* [Extract provided]:

════════

Sarah’s Legacy

Reading Time: 7 minutes

by Lori Knowles in Fall 2012 issue

One of the world’s best freeskiers continues to inspire young female athletes on snow.

Sarah Burke 1982-2012 * photo: MIKE RIDEWOOD

 

Sixteen-year-old Emma Stevens from Brookfield, Nova Scotia, has been awarded the first annual Spirit of Sarah Scholarship and has accepted a spot to train at Momentum Ski Camps this summer. The scholarship was set up to honour the memory of freestyle skier and long-time Momentum camper and coach Sarah Burke, who died earlier this year in a tragic halfpipe training accident….”

This simple missive was dropped in my inbox in mid-July, just as paddles and wakeboards were hitting the lakes and snow-skiing was taking a hot summer sojourn. The tragedies on the slopes that cast clouds over the winter of 2012—namely the deaths of Canadian competitors Nik Zoricic and Sarah Burke—were slowly starting to lift.

I was sidelined by the message from Momentum Ski Camps. I wondered what it must be like for that fledgling group of female freeskiers on their first day of pre-season training to be hitting the slopes without Sarah Burke.

════════

* [Point labeling dataset extracts]:
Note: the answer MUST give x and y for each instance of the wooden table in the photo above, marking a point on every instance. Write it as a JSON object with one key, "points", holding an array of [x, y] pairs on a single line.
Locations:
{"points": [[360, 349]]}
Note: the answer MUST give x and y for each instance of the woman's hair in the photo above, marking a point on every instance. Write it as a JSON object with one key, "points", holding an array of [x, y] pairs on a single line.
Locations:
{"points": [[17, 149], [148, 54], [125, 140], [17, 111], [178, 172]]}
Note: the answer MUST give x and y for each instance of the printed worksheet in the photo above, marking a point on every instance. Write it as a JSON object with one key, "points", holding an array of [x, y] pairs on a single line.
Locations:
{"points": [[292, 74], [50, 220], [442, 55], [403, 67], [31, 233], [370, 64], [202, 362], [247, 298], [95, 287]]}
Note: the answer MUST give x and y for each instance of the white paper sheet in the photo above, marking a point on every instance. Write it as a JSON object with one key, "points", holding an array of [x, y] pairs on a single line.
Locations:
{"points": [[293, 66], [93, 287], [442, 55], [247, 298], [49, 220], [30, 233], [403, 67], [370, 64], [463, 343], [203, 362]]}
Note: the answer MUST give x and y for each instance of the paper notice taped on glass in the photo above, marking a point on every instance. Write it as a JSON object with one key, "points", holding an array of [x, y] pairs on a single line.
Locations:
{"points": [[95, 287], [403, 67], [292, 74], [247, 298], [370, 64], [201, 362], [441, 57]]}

════════

* [Set tasks]:
#1 How would you translate this sentence from the article about Sarah Burke into Spanish: "One of the world’s best freeskiers continues to inspire young female athletes on snow."
#2 Reproduce the records word for word, starting at the line that contains "of the paper" and ending at the end of the records.
The text and the records come from separate sources.

* [Written answers]:
#1 Una de las mejores esquiadoras de estilo libre del mundo sigue inspirando a jóvenes atletas femeninas en la nieve.

#2
Note: the answer MUST give x and y for each instance of the paper notice taped on glass in the photo above, marking a point on every instance. Write it as a JSON object with one key, "points", holding an array of [x, y] pairs on a single line.
Locations:
{"points": [[95, 287], [403, 67], [292, 74], [247, 298], [370, 64], [201, 362], [441, 57]]}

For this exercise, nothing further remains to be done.